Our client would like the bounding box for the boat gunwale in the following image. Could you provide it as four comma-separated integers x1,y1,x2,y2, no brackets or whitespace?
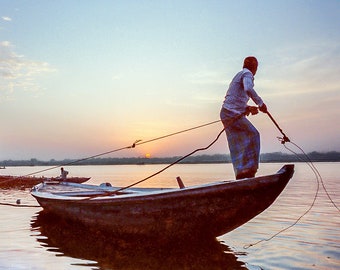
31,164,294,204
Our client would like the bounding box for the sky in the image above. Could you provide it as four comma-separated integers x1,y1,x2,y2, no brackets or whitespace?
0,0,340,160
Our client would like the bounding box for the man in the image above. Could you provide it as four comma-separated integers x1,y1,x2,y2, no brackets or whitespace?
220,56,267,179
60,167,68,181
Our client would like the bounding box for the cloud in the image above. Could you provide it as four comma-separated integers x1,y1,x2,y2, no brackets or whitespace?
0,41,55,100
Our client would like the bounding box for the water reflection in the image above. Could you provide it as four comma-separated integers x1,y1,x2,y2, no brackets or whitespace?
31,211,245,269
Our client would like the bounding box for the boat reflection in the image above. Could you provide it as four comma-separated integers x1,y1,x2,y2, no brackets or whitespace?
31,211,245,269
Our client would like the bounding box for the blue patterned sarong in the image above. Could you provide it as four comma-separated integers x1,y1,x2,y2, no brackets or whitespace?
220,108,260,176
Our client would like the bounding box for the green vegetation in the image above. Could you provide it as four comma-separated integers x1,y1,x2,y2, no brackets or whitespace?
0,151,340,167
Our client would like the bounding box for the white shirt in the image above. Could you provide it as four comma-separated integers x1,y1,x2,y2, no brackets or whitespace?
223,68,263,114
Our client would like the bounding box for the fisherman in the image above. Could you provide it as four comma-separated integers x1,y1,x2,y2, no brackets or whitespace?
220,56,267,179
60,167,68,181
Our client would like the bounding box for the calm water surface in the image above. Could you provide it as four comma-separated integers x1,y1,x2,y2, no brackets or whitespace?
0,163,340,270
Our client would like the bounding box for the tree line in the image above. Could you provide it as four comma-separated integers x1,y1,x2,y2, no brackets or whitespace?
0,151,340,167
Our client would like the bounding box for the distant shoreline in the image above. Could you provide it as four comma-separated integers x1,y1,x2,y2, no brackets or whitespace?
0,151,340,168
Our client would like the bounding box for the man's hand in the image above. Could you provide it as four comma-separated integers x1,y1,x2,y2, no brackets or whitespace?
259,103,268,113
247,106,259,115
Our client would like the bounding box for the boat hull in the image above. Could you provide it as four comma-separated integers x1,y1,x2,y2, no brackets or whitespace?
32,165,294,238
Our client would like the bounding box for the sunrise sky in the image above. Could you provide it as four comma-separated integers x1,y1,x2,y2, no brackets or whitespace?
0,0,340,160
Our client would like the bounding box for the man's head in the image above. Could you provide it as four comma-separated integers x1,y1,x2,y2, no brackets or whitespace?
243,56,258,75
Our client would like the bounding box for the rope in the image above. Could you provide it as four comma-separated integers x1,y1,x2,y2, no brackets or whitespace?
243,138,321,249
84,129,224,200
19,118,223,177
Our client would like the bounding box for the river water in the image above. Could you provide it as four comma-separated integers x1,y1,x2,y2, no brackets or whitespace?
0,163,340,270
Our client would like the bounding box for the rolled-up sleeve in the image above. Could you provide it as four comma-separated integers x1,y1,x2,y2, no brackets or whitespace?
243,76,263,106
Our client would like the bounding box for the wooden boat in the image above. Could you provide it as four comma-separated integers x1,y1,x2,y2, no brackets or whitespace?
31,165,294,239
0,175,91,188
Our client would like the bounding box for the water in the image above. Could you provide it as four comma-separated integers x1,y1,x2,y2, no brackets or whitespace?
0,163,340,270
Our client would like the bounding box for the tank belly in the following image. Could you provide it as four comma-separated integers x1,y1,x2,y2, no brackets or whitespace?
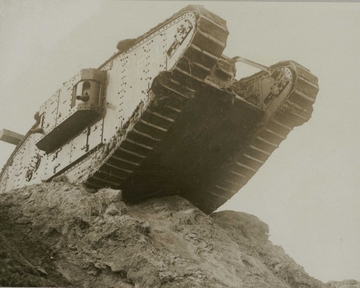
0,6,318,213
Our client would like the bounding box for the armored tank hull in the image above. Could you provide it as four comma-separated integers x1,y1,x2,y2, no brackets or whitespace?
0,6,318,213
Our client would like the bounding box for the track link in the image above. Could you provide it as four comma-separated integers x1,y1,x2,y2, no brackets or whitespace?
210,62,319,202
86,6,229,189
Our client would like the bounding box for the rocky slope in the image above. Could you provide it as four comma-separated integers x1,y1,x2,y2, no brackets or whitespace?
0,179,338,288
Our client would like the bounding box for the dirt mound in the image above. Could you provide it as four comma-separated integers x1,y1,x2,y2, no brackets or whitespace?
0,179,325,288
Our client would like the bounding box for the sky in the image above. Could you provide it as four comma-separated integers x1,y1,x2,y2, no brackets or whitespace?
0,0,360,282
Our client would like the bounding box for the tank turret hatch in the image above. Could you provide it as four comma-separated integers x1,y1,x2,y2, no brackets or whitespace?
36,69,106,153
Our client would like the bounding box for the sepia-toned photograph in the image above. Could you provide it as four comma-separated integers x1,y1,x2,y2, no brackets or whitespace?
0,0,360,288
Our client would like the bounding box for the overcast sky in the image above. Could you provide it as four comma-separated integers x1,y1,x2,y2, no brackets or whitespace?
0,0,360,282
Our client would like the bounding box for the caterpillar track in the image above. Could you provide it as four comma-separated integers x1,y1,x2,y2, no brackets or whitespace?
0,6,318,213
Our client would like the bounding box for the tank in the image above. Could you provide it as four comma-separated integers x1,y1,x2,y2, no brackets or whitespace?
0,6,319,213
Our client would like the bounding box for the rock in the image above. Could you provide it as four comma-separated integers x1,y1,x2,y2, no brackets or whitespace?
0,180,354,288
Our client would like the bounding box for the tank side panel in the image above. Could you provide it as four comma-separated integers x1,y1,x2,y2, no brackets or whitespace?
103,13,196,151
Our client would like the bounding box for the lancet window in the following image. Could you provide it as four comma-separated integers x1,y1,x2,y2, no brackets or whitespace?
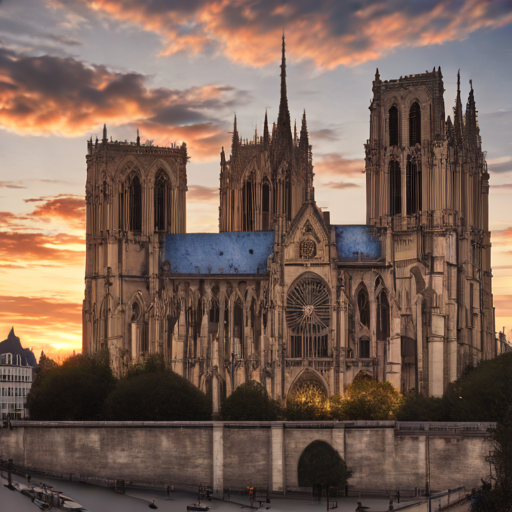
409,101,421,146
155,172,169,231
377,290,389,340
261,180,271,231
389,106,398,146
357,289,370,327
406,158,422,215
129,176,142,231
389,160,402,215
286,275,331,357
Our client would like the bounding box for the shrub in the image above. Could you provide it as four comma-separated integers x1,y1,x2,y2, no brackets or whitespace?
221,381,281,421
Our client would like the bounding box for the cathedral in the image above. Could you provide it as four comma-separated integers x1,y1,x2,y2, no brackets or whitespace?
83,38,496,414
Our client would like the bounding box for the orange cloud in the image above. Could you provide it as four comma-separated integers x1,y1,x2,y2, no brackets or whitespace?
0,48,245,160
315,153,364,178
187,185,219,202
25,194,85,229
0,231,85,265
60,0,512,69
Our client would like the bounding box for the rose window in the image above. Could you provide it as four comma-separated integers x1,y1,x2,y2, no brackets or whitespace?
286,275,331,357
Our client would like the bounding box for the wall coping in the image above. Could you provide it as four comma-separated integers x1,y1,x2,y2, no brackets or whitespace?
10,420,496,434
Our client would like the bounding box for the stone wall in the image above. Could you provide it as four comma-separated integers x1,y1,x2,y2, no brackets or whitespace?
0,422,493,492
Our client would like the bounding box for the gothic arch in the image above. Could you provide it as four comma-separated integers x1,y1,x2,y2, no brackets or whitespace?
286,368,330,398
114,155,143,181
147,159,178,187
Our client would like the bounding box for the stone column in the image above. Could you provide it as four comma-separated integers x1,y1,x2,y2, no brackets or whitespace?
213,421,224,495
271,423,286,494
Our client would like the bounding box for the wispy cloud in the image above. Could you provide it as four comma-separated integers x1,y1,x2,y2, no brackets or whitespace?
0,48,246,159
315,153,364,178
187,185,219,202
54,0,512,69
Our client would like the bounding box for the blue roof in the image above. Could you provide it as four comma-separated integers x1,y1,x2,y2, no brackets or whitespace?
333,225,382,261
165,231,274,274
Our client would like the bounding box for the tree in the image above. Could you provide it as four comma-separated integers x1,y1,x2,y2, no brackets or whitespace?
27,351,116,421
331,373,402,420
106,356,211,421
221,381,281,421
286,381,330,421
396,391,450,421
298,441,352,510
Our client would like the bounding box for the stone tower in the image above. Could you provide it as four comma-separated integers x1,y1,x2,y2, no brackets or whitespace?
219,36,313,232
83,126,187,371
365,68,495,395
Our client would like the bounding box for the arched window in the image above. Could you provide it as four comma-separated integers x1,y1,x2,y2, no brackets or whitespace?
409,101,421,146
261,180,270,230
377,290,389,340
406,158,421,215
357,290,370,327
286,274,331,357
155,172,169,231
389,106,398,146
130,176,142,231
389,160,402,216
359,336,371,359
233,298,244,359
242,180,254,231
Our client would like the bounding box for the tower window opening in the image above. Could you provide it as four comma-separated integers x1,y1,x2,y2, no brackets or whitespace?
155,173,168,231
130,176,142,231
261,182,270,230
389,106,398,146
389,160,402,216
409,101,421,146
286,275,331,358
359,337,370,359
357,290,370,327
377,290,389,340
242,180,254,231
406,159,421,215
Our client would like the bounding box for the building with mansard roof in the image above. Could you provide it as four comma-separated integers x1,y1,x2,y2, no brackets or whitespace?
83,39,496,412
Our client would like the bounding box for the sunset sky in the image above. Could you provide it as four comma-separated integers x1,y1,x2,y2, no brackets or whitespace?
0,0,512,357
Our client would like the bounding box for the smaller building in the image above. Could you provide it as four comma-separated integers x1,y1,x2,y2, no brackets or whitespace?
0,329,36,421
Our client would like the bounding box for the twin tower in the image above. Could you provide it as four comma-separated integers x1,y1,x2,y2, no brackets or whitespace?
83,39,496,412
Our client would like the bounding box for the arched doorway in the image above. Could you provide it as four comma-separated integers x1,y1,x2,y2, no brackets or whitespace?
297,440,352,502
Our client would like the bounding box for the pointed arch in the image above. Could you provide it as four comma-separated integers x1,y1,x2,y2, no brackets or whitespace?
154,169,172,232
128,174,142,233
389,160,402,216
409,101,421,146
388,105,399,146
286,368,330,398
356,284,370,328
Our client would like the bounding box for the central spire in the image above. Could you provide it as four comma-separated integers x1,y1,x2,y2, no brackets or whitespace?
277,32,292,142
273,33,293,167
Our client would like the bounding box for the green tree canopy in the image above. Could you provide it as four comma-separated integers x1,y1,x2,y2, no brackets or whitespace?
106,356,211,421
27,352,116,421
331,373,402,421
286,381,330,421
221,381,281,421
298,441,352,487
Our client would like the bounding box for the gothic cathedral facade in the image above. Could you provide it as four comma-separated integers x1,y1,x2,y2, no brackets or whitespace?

════════════════════

Reproduce verbatim everything in the records from the line containing "Our client would like the bounding box for the blue patterned" down to the line containing "247,106,259,115", both of those lines included.

**Response**
Our client would like the bounding box for the blue patterned sarong in the image above. Could you provide it as four comma-separated integers x1,y1,x2,y2, no brackets or whitespace?
220,108,260,176
Our client would like the bounding box for the green vegetation in the image above. Could you provide it as four comma-separated integers x1,y1,x2,y2, no brackets or whitespace?
0,151,340,167
Our client would like the bounding box for the white shirt in the image above. Could you provide it as four comma-separated integers x1,y1,x2,y2, no brackets or whitespace?
223,68,263,114
Our client would like the bounding box for the fisherman in the image above. Could you provide it as four comma-separated integers x1,y1,x2,y2, no brackets or whitespace?
220,56,267,179
60,167,68,181
Our client would like the bounding box for the calm water surface in the image above. Could you provide it as four comma-separated integers x1,y1,x2,y2, no brackets or whitespace?
0,163,340,270
Our client would like the bounding box for the tree line in the image above. Could you provide it as four comma-separated integers x1,y1,x2,y2, no brackets or whitespace?
0,151,340,167
Our client would like the bounding box for the distant shoreline in the image above. Could you provide it as four comma-separated integers x1,y1,x2,y2, no brackets or whitespace?
0,151,340,168
Our client would like the bounding box for the man's hand in the image above. Could you provide it as four comma-separated integers x1,y1,x2,y2, no brackets or whitespace?
259,103,268,113
247,106,259,115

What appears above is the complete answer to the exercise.